**Sección de texto**

──────────

# La Punta - Callao.



## kikethegreat (Nov 26, 2006)

*bacan*

que bacan las fotos, estuve con mi flaquita hace 2 dias ahi , stabamos recolectando piedras jeje, despues de casi un año q no iba me e dado cuenta que en la avenida principal de la punta no recuerdo como se llama la han remodelado asi como varias avenidas de dicho distrito se ve bien lindo!


----------



## dlHC84 (Aug 15, 2005)

^^^^ se llama Grau


----------



## sebvill (Apr 13, 2005)

Clavijo said:


> Hermoso lugar! Muy bellas construcciones, por lo demás. La Punta está en la provincia de El Callao, no? (Parece que los mapas de Sebvill me han servido bastante, jeje...:lol: )
> 
> Muchos Saludos.


jajaja, que bueno.


----------



## EJSABAD (Feb 21, 2006)

Clavijo said:


> Hermoso lugar! Muy bellas construcciones, por lo demás. La Punta está en la provincia de El Callao, no? (Parece que los mapas de Sebvill me han servido bastante, jeje...:lol: )
> 
> Muchos Saludos.



Claro que si mi estimado Clavijo!!

El callao es una provincia fuera de Lima. Pero, Lima a crecido tanto que ahora se han juntado y parecen una...pero definitibamente el Callao es Unico.

Te invito a ver mi thread ....MI ADORADO CALLAO!!! Lo puse hace algunos meses....tratare de subirlo....ahi te muestro lo nuestro Lo Porteno Lo Chalaco!!! como le llamamos a nuestro puerto...

──────────

**Filas proporcionadas**
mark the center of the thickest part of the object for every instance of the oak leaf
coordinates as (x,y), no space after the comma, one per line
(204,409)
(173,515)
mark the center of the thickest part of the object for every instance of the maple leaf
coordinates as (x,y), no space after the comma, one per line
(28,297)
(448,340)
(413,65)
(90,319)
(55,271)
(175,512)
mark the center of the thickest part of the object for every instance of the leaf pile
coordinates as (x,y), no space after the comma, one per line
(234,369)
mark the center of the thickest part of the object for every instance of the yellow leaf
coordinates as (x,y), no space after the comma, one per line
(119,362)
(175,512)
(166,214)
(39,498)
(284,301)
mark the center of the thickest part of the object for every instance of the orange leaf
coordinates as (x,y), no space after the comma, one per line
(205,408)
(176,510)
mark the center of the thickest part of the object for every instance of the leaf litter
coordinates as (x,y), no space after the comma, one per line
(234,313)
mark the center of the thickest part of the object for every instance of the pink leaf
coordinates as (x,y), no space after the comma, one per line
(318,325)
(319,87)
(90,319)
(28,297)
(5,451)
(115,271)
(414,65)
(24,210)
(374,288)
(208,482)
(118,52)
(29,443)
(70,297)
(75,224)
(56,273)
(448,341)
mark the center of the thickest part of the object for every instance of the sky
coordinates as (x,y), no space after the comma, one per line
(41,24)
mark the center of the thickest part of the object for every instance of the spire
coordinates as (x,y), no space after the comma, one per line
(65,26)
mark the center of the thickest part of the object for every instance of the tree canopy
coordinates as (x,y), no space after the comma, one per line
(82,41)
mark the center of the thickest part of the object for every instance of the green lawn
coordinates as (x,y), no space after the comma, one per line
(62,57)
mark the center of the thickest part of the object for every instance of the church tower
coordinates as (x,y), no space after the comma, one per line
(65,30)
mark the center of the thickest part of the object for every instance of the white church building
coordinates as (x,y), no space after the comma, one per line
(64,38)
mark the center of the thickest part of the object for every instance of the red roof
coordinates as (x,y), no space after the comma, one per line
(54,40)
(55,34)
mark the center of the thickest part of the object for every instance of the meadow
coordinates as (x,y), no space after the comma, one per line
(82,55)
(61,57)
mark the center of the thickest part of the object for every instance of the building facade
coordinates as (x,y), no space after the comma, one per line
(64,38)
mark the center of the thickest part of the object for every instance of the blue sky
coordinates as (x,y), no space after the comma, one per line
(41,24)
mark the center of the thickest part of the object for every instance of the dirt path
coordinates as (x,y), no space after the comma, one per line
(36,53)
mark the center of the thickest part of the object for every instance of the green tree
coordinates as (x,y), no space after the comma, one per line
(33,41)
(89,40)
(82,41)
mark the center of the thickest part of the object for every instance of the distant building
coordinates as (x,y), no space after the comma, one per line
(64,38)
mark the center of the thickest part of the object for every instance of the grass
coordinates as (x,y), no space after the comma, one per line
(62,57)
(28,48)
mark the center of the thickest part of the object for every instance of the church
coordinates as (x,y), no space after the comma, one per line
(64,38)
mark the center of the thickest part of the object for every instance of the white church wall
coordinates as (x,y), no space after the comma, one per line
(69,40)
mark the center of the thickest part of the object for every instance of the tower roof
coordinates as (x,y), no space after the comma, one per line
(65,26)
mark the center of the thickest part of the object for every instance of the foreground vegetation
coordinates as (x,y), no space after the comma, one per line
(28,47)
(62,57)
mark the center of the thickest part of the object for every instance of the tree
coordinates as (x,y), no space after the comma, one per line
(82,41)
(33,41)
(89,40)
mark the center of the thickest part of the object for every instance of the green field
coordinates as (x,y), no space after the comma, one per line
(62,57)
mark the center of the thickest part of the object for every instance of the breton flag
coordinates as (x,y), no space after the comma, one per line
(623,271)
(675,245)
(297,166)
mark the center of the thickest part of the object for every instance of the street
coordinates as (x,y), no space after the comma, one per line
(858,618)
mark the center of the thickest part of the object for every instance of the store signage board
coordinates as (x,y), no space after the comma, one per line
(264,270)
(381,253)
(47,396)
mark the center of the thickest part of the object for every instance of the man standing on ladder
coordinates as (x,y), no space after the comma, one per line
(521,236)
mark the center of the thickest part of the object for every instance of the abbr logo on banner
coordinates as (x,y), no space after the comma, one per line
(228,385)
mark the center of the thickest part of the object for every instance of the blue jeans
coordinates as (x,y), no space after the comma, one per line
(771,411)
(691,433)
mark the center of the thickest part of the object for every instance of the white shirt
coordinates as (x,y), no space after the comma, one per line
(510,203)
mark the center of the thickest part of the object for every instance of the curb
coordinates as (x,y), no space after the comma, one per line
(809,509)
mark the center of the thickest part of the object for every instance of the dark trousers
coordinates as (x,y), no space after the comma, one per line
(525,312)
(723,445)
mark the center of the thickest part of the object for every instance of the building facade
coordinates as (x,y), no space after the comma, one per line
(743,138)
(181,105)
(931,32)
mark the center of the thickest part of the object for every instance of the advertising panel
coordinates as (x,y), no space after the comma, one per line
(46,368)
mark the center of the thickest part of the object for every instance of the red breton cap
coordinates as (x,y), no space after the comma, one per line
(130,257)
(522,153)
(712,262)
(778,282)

──────────

**Tus tareas**
1. ¿Puedes reescribir el pasaje del hilo sobre La Punta que empieza por "El callao es una" y sigue hasta "Callao es Unico.", sustituyendo "provincia" por "región"?
2. Reúne todas las líneas de las filas en las que aparezca la palabra "leaf".

**Respuestas correctas**
1.
El callao es una región fuera de Lima. Pero, Lima a crecido tanto que ahora se han juntado y parecen una...pero definitibamente el Callao es Unico.

2.
mark the center of the thickest part of the object for every instance of the oak leaf
mark the center of the thickest part of the object for every instance of the maple leaf
mark the center of the thickest part of the object for every instance of the leaf pile
mark the center of the thickest part of the object for every instance of the yellow leaf
mark the center of the thickest part of the object for every instance of the orange leaf
mark the center of the thickest part of the object for every instance of the leaf litter
mark the center of the thickest part of the object for every instance of the pink leaf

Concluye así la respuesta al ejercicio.